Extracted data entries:
┄┄┄┄┄┄┄┄┄┄┄┄┄┄┄┄┄┄┄┄
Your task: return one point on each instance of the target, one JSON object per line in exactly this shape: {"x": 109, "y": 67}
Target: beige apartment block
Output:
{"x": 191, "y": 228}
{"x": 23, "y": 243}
┄┄┄┄┄┄┄┄┄┄┄┄┄┄┄┄┄┄┄┄
* What you have to do
The full data must appear again, retyped in every detail.

* Exercise solution
Your task: return one point on each instance of the target, one JSON object per line in exactly this shape: {"x": 109, "y": 67}
Target: beige apartment block
Output:
{"x": 191, "y": 228}
{"x": 23, "y": 243}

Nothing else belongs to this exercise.